Extrait de page

⟨

Poursuivant la tradition de la coproduction cinématographique européenne, Night Train To Lisbon, du réalisateur danois Bille August, adapte à l'écran le best-seller international de Pascal Mercier, se déroulant dans le décor pittoresque de la capitale du Portugal, en racontant notamment une période turbulente et dramatique de l'histoire de ce pays, une histoire racontée à travers un montage entrecoupé de nombreux flashbacks, entre passé et présent, mais également grâce à un formidable casting, composé majoritairement de vétérans du cinéma européen, apportant chacun leur pierre à l'édifice de ce film multiculturel et intergénérationnel.


Faisons de suite un petit détour du côté du synopsis:


Raimund Gregorius (Jeremy Irons) est un enseignant d'âge mûr d'une école secondaire de Berne, en Suisse. Un matin, sur le chemin du travail, il aperçoit une femme (Sarah Bühlmann) sur le point de sauter d'un pont. Il parvient à la retenir et l'emmène à son école. Mais cette jeune femme insaisissable finit par s’enfuir, laissant derrière elle son manteau rouge ainsi qu'un livre de réflexions philosophiques écrit par un médecin portugais nommé Amadeu de Prado (Jack Huston), ayant vécu à Lisbonne pendant la dictature de Salazar. Gregorius est immédiatement fasciné par la philosophie des écrits d’Amadeu, qui touchent son cœur et son esprit de manière si vivante et surprenante qu'il semble subir une inexplicable transformation. Et lorsqu'un billet de train pour Lisbonne tombe des pages du livre, Gregorius se décide soudain à accomplir la première chose spontanée qu'il ait faite depuis très longtemps en bondissant impulsivement à bord de ce fameux train, laissant derrière lui sa vieille vie et se lançant dans une quête qui remuera son âme...


Une fois à Lisbonne, son intention est de rencontrer le plus grand nombre possible de personnes ayant connu le médecin. Ainsi, à travers une série de rencontres éclectiques incluant Mariana (Martina Gedeck), une opticienne amicale et sensible à l'émotion, Adriana (Charlotte Rampling) la sœur de l'écrivain, João Eça (Tom Courtenay) son ancien compagnon d'armes, le père Bartolomeu (Christopher Lee), l'homme qui procéda à son enterrement, et Jorge O'Kelly (Bruno Ganz), l'un de ses anciens camarades de classe, Gregorius commence à reconstituer la vie d'Amadeu, une vie que nous voyons mise en images en parallèle de l'intrigue principale à travers une série de flashbacks. L'histoire d'Amadeu constitue une métaphore de celle de son propre pays, l'amour, la trahison ainsi que la politique révolutionnaire y occupent une place importante, ce qui la rend finalement beaucoup plus intéressante que la composante moderne du film.

⟩

Lignes de données
⟨

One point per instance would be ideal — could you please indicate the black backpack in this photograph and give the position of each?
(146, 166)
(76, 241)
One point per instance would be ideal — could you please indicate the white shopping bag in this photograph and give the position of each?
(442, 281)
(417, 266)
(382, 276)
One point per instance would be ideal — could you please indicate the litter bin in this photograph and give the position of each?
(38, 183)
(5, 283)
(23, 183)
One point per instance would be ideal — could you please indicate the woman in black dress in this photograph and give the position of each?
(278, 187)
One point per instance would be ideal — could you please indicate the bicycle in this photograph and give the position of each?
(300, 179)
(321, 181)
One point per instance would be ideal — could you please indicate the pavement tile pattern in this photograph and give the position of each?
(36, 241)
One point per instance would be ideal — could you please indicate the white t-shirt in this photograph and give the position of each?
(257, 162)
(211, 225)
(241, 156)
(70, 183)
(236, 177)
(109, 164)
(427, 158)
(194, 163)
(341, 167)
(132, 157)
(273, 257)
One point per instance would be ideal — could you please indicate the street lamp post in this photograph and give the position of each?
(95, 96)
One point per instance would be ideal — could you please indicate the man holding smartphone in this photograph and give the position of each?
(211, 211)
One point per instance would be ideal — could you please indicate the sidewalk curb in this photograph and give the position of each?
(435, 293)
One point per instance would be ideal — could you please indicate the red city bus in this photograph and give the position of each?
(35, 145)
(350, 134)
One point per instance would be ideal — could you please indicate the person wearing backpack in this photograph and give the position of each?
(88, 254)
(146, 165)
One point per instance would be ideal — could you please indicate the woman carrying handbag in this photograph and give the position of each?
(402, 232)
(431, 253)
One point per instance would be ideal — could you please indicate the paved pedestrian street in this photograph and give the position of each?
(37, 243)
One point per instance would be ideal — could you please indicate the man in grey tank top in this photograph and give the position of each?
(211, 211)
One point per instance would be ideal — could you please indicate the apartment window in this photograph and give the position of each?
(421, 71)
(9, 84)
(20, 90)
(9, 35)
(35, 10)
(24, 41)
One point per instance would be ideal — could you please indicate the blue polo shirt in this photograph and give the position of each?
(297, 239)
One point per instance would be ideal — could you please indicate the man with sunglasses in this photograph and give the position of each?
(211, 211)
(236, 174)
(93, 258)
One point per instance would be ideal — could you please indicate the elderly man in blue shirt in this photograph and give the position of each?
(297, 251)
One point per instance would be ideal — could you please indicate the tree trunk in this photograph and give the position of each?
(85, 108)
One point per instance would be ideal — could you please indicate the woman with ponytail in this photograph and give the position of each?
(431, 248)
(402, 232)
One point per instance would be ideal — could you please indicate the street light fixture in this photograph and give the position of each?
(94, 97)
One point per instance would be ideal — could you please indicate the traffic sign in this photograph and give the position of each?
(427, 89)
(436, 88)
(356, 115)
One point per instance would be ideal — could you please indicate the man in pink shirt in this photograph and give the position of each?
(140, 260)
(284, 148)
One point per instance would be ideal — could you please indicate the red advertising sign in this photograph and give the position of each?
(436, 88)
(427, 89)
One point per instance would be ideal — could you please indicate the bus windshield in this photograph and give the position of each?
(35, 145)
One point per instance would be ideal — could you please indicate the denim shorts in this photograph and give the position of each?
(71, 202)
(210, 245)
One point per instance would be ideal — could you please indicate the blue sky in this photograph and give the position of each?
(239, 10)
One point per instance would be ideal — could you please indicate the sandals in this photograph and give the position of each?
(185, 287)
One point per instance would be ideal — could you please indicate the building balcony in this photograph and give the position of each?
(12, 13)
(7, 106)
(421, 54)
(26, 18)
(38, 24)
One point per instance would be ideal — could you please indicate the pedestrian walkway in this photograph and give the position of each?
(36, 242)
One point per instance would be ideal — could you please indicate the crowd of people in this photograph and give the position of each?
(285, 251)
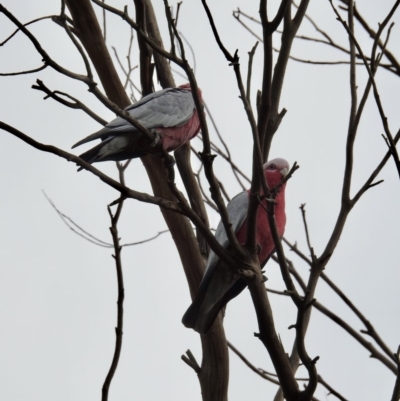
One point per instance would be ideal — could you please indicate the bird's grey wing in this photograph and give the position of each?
(171, 107)
(237, 212)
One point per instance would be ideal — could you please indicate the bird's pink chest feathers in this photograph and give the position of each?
(174, 137)
(263, 232)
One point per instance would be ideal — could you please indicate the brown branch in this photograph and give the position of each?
(10, 74)
(396, 390)
(26, 24)
(371, 75)
(121, 295)
(339, 321)
(370, 329)
(75, 104)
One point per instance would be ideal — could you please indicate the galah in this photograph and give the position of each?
(170, 113)
(222, 282)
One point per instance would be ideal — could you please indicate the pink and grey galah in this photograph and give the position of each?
(170, 113)
(222, 282)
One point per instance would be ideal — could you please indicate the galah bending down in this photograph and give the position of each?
(170, 113)
(221, 282)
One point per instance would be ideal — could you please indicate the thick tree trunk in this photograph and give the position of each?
(214, 372)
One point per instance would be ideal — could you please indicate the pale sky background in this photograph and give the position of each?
(58, 292)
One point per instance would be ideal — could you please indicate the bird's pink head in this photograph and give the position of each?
(275, 170)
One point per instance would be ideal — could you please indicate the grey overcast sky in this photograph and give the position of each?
(58, 292)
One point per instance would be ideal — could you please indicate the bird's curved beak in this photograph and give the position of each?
(284, 171)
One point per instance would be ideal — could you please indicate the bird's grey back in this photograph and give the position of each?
(237, 211)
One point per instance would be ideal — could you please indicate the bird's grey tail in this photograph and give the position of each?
(202, 313)
(102, 134)
(91, 156)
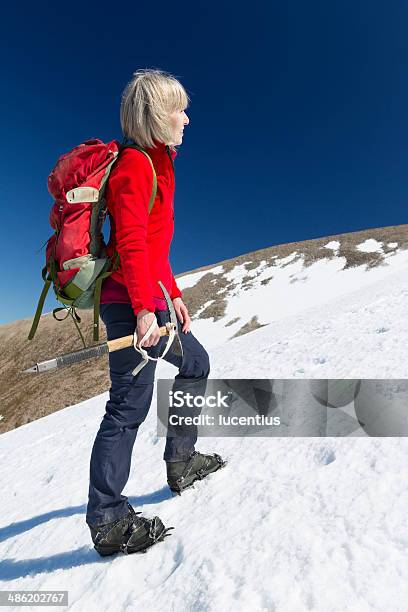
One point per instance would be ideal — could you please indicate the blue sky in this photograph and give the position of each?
(298, 119)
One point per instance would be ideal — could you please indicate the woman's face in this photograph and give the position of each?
(178, 119)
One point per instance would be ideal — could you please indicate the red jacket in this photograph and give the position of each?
(142, 240)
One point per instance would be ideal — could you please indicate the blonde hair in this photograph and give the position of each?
(147, 101)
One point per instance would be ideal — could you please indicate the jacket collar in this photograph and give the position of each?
(161, 148)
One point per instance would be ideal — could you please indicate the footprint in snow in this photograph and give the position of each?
(325, 456)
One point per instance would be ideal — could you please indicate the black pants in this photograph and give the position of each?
(128, 405)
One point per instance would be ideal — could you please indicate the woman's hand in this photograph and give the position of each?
(182, 314)
(144, 320)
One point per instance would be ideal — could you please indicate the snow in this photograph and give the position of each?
(290, 524)
(334, 245)
(370, 246)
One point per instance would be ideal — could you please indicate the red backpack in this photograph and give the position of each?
(76, 260)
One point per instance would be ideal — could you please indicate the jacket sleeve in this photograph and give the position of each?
(131, 184)
(175, 291)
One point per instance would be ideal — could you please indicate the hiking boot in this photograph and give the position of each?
(182, 474)
(129, 534)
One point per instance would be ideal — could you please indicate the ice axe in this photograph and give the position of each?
(170, 329)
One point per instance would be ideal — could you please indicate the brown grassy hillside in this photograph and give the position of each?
(26, 397)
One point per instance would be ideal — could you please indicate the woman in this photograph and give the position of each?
(153, 117)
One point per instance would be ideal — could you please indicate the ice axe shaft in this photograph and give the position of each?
(91, 352)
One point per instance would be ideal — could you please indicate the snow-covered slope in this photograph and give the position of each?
(289, 525)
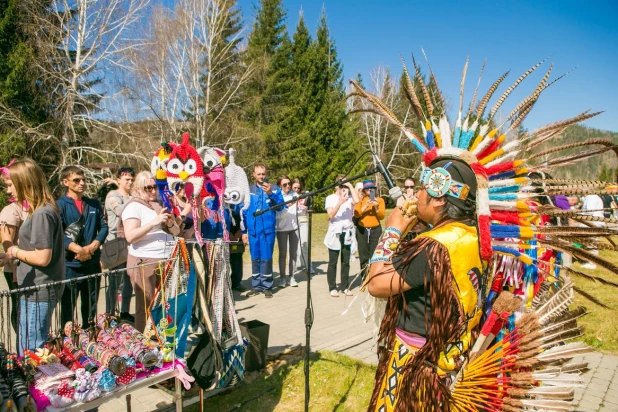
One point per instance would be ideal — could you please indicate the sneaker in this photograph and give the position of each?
(127, 317)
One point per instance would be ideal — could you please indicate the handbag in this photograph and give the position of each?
(237, 246)
(75, 232)
(114, 253)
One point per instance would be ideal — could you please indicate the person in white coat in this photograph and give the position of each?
(303, 228)
(340, 236)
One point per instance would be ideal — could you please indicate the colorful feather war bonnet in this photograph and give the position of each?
(522, 238)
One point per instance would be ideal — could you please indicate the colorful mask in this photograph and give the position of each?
(438, 182)
(185, 166)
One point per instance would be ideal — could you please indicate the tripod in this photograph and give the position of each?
(309, 309)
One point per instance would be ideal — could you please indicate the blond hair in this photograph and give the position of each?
(140, 182)
(31, 185)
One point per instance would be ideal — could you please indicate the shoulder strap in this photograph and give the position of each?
(150, 205)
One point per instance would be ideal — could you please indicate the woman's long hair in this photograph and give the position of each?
(31, 185)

⟩

Énoncé écrit
Pouvez-vous prolonger la critique du film Night Train To Lisbon en reprenant juste après sa dernière phrase ?

La réponse
Avec un tel pitch de départ, inutile de s'attendre à un immense shoot d'adrénaline, mais l'intérêt de ce film n'est pas là. Cette adaptation par Bille August du roman philosophique monumental de Pascal Mercier vaut surtout le coup d’œil pour ce qu'elle raconte, l'histoire alterne souvent entre le passé et le présent, et comporte des éléments de film d'espionnage, un triangle amoureux, des dialogues abondants et surtout un formidable casting composé entièrement d'acteurs européens de renom.


Le problème principal de la partie moderne du film se révèle être sa lourdeur tonale. Il est évident que toute l'intrigue historique et intellectuelle est un prétexte superficiel pour permettre à Gregorius d'éliminer les entraves de sa morne existence et d'embrasser son romantisme intérieur. L'intrigue se résumant finalement à suivre Jeremy Irons faisant des aller-retours entre des endroits déjà visités, pour parler à des gens qu'il a déjà rencontrés, ceci afin de développer toujours un peu plus l'histoire de ce fameux médecin si obsédant pour lui. Peut-être est-ce un reflet fidèle de la façon dont les choses se déroulent dans le roman, mais transposé au film, cela ne fonctionne pas toujours. Ces séquences consistant en un personnage parlant à des gens en citant parfois des passages de son livre peuvent finir par se révéler inutilement verbeuses. Associez à cela les accents parfois dissonants employés par les acteurs jouant le même personnage à différents moments de leur vie (Lena Olin et Mélanie Laurent, Bruno Ganz et August Diehl, etc...) et le caractère ouvertement philosophique et politique de leur discours, et on obtient au final un film où le dialogue peut sembler parfois maladroitement utilisé, ce qui est paradoxal au vu de son intrigue.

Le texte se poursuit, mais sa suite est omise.